Instrução 1 :: Liste, copiando-as por inteiro, todas as linhas em que aparece a palavra "cloud".

Uma simples análise da composição do legislativo municipal e das prefeituras em todo o país mostra um cenário tomado pelo conservadorismo e afeito ao jogo populista da direita mais raivosa e inconsequente. São as administrações municipais e bancadas de vereadores ligadas às religiões neopentecostais, à dependência da ação das milícias, aos interesses corporativos menores e às práticas assistencialistas desmobilizadoras.

Mas não é só isso. Há um esquema orquestrado que parte das forças políticas conservadoras em jogar para as cidades a aprovação de medidas que não foram alcançadas de forma plena nos estados e no país. Ou seja, para cada derrota registrada pelo governo federal e pelos estados, se apresenta uma reestruturação da mesma pauta a partir das políticas públicas municipais. São muitas as frentes.

Como a implementação da escola sem partido nas escolas municipais, que se tornou realidade em muitas administrações, inclusive em Belo Horizonte. Ou a privatização de serviços públicos, abrindo espaço para a entrada da iniciativa privada em áreas estratégicas e natureza social. E ainda a moralização das relações sociais, a intolerância em direitos humanos e a censura, como temos acompanhado em várias cidades.

A onda regressiva de base municipal segue com as propostas de higienização social e práticas dirigidas para extirpar a diversidade cultural, sem falar do fechamento dos espaços públicos para manifestações culturais e políticas. Um território sem vida inteligente, sem criatividade, sem pluralismo, sem passeatas e sem carnaval. Sem gente.  

O impacto das ações contra a liberdade em suas diversas formas são muito evidentes quando partem do governo federal, recebendo com isso a resposta de parte sociedade, da imprensa e até mesmo dos déspotas esclarecidos. No dia a dia das cidades, no entanto, em meio a problemas que parecem mais graves, passam por ações pontuais e de menor monta, quase como uma característica dos costumes locais.

Quando elas se juntam, entretanto, conformam a atmosfera de retrocesso que vai se naturalizando pelo país afora. Pode ser uma bienal de livros que proíbe livros que tratam do amor entre pessoas do mesmo sexo; um festival de teatro que veta peças que questionam dogmas religiosos por pressão da Igreja; ou um show musical que cala a voz de indignação dos cantores. Cada ação que afronta a liberdade se torna paradigma para outra com a mesma inspiração.

Instrução 2 :: Traduza para o inglês esta frase do texto sobre o avanço conservador nos municípios: "Um território sem vida inteligente, sem criatividade, sem pluralismo, sem passeatas e sem carnaval."

Os dados ::

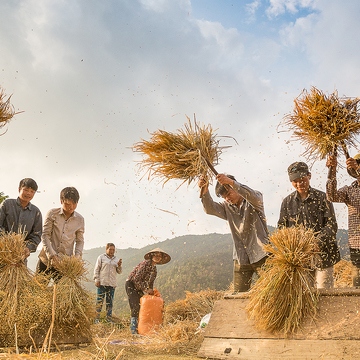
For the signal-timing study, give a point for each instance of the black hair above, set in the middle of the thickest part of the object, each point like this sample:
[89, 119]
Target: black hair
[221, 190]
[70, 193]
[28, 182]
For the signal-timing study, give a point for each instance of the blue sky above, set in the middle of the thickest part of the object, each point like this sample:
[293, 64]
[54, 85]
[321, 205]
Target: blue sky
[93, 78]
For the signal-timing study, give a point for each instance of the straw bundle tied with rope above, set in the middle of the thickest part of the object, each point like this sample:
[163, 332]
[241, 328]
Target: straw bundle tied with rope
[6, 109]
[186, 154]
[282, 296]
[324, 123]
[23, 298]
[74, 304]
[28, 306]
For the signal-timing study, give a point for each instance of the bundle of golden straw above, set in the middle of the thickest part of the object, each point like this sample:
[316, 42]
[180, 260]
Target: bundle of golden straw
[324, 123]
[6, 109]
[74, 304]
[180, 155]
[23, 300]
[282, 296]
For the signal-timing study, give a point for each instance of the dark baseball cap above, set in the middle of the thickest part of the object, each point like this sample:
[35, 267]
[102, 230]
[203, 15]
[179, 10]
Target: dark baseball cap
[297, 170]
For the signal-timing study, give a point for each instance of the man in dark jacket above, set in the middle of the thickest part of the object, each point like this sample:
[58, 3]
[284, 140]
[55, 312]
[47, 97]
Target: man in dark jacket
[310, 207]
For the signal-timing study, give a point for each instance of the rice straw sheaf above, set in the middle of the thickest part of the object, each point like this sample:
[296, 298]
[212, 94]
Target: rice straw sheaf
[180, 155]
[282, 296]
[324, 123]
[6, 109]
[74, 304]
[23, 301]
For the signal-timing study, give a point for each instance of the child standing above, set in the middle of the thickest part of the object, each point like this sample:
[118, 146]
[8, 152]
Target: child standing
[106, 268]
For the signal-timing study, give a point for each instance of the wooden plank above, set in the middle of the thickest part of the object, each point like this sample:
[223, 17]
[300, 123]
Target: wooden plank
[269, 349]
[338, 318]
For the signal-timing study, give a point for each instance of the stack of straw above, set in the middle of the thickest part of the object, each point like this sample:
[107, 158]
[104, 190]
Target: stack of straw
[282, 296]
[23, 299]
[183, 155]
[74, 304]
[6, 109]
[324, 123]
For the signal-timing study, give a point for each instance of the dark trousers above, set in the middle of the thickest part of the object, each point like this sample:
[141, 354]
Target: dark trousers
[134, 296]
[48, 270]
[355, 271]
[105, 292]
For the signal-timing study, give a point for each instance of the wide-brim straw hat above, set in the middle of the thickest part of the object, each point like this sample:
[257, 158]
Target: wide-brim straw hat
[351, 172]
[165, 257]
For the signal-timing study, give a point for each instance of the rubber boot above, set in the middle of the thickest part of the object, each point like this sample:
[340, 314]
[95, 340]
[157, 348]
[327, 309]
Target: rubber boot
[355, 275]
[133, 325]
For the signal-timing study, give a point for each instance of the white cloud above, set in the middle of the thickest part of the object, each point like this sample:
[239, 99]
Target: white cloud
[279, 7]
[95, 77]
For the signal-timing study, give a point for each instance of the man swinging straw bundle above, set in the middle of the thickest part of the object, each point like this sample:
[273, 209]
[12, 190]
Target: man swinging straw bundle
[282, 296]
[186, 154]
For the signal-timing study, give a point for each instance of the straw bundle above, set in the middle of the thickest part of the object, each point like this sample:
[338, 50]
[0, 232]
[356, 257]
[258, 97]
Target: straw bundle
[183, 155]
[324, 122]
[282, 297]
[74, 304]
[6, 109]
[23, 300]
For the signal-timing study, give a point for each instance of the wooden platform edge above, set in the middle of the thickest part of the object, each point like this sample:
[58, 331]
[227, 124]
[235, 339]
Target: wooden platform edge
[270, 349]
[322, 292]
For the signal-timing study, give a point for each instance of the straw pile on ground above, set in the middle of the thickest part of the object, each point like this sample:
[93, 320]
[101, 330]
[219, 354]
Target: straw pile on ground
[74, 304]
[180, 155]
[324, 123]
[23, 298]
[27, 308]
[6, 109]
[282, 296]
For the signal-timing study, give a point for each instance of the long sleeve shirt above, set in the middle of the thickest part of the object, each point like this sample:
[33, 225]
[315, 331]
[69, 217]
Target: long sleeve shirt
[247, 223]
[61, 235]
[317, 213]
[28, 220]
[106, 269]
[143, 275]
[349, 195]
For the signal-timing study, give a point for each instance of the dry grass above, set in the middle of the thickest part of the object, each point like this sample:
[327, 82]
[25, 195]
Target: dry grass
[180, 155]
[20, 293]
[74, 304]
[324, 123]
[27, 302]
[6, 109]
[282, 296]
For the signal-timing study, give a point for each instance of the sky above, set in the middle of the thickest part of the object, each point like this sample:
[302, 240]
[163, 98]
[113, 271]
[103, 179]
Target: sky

Resolução 1 ::
For the signal-timing study, give a point for each instance of the white cloud above, set in the middle of the thickest part of the object, each point like this sample:
Target: white cloud

Resolução 2 :: A territory without intelligent life, without creativity, without pluralism, without marches, and without carnival.